Learning Compact 3D Representations from Feed-Forward Novel View Synthesis¶
Conference: CVPR 2026
Paper: CVF Open Access
Code: https://cvlab-kaist.github.io/C3G (Project Page)
Area: 3D Vision
Keywords: 3D Gaussian Splatting, feed-forward reconstruction, compact representation, learnable queries, feature lifting
TL;DR¶
C3G utilizes a small set of learnable query tokens to "discover and decode" approximately 2K compact 3D Gaussians placed at key spatial locations from unposed multi-view images using self-attention. Compared to pixel-wise methods, it maintains comparable novel view synthesis quality with ~65× fewer Gaussians. It further reuses emergent attention maps from the query decoder to lift arbitrary 2D features to 3D without additional training, significantly enhancing tasks like 3D open-vocabulary segmentation while reducing memory consumption and increasing rendering speed.
Background & Motivation¶
Background: Recent mainstream feed-forward 3D reconstruction from unposed sparse multi-views relies on feed-forward 3D Gaussian Splatting (3DGS), where networks directly predict one (or more) Gaussians per pixel, followed by a 2D→3D feature lifting stage for scene understanding.
Limitations of Prior Work: Pixel-wise prediction suffers from two major drawbacks. First, it generates significant redundancy and cross-view misaligned Gaussians—often exceeding millions in multi-view or high-resolution settings, leading to artifacts and memory explosions. Second, it incurs immense computational overhead for semantic understanding—attaching rich semantic features to such a vast number of Gaussians is prohibitively expensive, forcing previous works to compress semantics into low-dimensional embeddings via autoencoders, which causes information loss and suboptimal scene understanding.
Key Challenge: The authors pose a fundamental question: Do reconstruction and understanding truly require "pixel-aligned" dense Gaussians? When humans perceive environment, they do not maintain a pixel-level mental reconstruction of every surface but rather form compact, semantically meaningful abstractions (key objects, spatial relations, overall structure). The pixel-wise paradigm uniformly allocates "representation capacity" to every pixel, contradicting this "allocation-on-demand" intuition.
Goal: To learn a compact representation that places Gaussians only at necessary spatial locations under feed-forward, unposed conditions without ground truth (GT) depth or decomposition labels, thereby saving memory and supporting lossless feature lifting.
Key Insight: Drawing from "selective attention" in human visual cognition, the model uses a small set of learnable query tokens to "discover" regions worth representing, rather than enforcing a rigid one-pixel-one-Gaussian mapping. Each token learns to aggregate relevant information across views to form a coherent 3D Gaussian.

- INFORMATION GIVEN
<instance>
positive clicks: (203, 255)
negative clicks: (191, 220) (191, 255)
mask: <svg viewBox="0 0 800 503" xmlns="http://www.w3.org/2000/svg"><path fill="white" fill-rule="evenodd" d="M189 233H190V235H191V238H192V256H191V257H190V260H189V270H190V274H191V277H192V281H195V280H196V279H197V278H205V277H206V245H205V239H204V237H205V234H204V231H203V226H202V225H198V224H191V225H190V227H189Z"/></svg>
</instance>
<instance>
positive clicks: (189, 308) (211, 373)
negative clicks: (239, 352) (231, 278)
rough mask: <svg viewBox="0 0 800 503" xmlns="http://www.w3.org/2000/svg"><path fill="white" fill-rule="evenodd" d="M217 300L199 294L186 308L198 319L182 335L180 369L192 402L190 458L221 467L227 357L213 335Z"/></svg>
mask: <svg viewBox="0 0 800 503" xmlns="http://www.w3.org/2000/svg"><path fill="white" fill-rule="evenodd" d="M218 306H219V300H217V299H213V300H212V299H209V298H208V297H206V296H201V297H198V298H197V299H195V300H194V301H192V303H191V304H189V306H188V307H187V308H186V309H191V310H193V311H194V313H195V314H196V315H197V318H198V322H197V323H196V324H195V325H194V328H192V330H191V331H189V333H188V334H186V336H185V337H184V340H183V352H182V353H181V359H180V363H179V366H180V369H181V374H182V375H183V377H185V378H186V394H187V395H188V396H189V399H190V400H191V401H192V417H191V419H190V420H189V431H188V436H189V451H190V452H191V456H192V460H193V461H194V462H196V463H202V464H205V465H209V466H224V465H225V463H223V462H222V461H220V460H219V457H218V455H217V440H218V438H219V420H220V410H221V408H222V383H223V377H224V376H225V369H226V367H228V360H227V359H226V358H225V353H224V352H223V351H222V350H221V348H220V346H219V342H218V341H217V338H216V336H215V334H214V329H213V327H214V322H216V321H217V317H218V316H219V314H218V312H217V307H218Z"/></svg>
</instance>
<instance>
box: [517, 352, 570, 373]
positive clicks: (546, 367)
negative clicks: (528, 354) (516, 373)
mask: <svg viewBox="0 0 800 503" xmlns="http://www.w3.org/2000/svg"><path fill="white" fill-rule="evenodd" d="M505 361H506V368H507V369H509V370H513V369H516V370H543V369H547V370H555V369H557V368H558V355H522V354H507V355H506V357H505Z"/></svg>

- WHAT TO WORK ON
(a) According to the paper summary, about how many compact 3D Gaussians does C3G decode?
(b) Rewrite every line of the Block 1 entries as a numbered list, omitting blank lines.

- EXERCISE RESPONSES
(a) Approximately 2K.

(b)
1. <instance>
2. positive clicks: (203, 255)
3. negative clicks: (191, 220) (191, 255)
4. mask: <svg viewBox="0 0 800 503" xmlns="http://www.w3.org/2000/svg"><path fill="white" fill-rule="evenodd" d="M189 233H190V235H191V238H192V256H191V257H190V260H189V270H190V274H191V277H192V281H195V280H196V279H197V278H205V277H206V245H205V239H204V237H205V234H204V231H203V226H202V225H198V224H191V225H190V227H189Z"/></svg>
5. </instance>
6. <instance>
7. positive clicks: (189, 308) (211, 373)
8. negative clicks: (239, 352) (231, 278)
9. rough mask: <svg viewBox="0 0 800 503" xmlns="http://www.w3.org/2000/svg"><path fill="white" fill-rule="evenodd" d="M217 300L199 294L186 308L198 319L182 335L180 369L192 402L190 458L221 467L227 357L213 335Z"/></svg>
10. mask: <svg viewBox="0 0 800 503" xmlns="http://www.w3.org/2000/svg"><path fill="white" fill-rule="evenodd" d="M218 306H219V300H217V299H213V300H212V299H209V298H208V297H206V296H201V297H198V298H197V299H195V300H194V301H192V303H191V304H189V306H188V307H187V308H186V309H191V310H193V311H194V313H195V314H196V315H197V318H198V322H197V323H196V324H195V325H194V328H192V330H191V331H189V333H188V334H186V336H185V337H184V340H183V352H182V353H181V359H180V363H179V366H180V369H181V374H182V375H183V377H185V378H186V394H187V395H188V396H189V399H190V400H191V401H192V417H191V419H190V420H189V431H188V436H189V451H190V452H191V456H192V460H193V461H194V462H196V463H202V464H205V465H209V466H224V465H225V463H223V462H222V461H220V460H219V457H218V455H217V440H218V438H219V420H220V410H221V408H222V383H223V377H224V376H225V369H226V367H228V360H227V359H226V358H225V353H224V352H223V351H222V350H221V348H220V346H219V342H218V341H217V338H216V336H215V334H214V329H213V327H214V322H216V321H217V317H218V316H219V314H218V312H217V307H218Z"/></svg>
11. </instance>
12. <instance>
13. box: [517, 352, 570, 373]
14. positive clicks: (546, 367)
15. negative clicks: (528, 354) (516, 373)
16. mask: <svg viewBox="0 0 800 503" xmlns="http://www.w3.org/2000/svg"><path fill="white" fill-rule="evenodd" d="M505 361H506V368H507V369H509V370H513V369H516V370H543V369H547V370H555V369H557V368H558V355H522V354H507V355H506V357H505Z"/></svg>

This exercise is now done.